◆ Provided text
August 20, 2003|6:38 PM
This concerns the refusal of the country’s leadership to be held accountable for the failure to execute its most fundamental responsibility.
Four 9/11 Moms Battle Bush
by Gail Sheehy
In mid-June, F.B.I. director Robert Mueller III and several senior agents in the bureau received a group of about 20 visitors in a briefing room of the J. Edgar Hoover Building in Washington, D.C. The director himself narrated a PowerPoint presentation that summarized the numbers of agents and leads and evidence he and his people had collected in the 18-month course of their ongoing investigation of Penttbom, the clever neologism the bureau had invented to reduce the sites of devastation on 9/11 to one word: Pent for Pentagon, Pen for Pennsylvania, tt for the Twin Towers and bom for the four planes that the government had been forewarned could be used as weapons—even bombs—but chose to ignore.
After the formal meeting, senior agents in the room faced a grilling by Kristen Breitweiser, a 9/11 widow whose cohorts are three other widowed moms from New Jersey.

Data entries:
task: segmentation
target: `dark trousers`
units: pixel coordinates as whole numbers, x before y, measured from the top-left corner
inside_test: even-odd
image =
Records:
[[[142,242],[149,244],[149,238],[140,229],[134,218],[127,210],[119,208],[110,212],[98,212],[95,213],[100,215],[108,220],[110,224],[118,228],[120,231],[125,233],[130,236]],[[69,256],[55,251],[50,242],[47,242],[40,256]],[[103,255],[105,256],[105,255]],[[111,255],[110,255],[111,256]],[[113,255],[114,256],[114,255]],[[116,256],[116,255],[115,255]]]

◆ Work to do
**1)** In one to three sentences, explain how the F.B.I. came up with the name Penttbom, as described in the article about the 9/11 widows.
**2)** Write out everything in the article about the 9/11 widows from "Four 9/11 Moms" down to "chose to ignore.".
**3)** Continue the article about the four 9/11 widows from where it stops.
These entries have no connection to the article.

◆ Outputs by task
**1)** The bureau built the word from parts that stand for the places hit on 9/11: "Pent" for the Pentagon, "Pen" for Pennsylvania, "tt" for the Twin Towers and "bom" for the four planes. This let it reduce all the sites of devastation to one word.

**2)**
Four 9/11 Moms Battle Bush
by Gail Sheehy
In mid-June, F.B.I. director Robert Mueller III and several senior agents in the bureau received a group of about 20 visitors in a briefing room of the J. Edgar Hoover Building in Washington, D.C. The director himself narrated a PowerPoint presentation that summarized the numbers of agents and leads and evidence he and his people had collected in the 18-month course of their ongoing investigation of Penttbom, the clever neologism the bureau had invented to reduce the sites of devastation on 9/11 to one word: Pent for Pentagon, Pen for Pennsylvania, tt for the Twin Towers and bom for the four planes that the government had been forewarned could be used as weapons—even bombs—but chose to ignore.

**3)**
"I don’t understand, with all the warnings about the possibilities of Al Qaeda using planes as weapons, and the Phoenix Memo from one of your own agents warning that Osama bin Laden was sending operatives to this country for flight-school training, why didn’t you check out flight schools before Sept. 11?"
"Do you know how many flight schools there are in the U.S.? Thousands," a senior agent protested. "We couldn’t have investigated them all and found these few guys."
"Wait, you just told me there were too many flight schools and that prohibited you from investigating them before 9/11," Kristen persisted. "How is it that a few hours after the attacks, the nation is brought to its knees, and miraculously F.B.I. agents showed up at Embry-Riddle flight school in Florida where some of the terrorists trained?"
"We got lucky," was the reply.
Kristen then asked the agent how the F.B.I. had known exactly which A.T.M. in Portland, Me., would yield a videotape of Mohammed Atta, the leader of the attacks. The agent got some facts confused, then changed his story. When Kristen wouldn’t be pacified by evasive answers, the senior agent parried, "What are you getting at?"
"I think you had open investigations before Sept. 11 on some of the people responsible for the terrorist attacks," she said.
"We did not," the agent said unequivocally.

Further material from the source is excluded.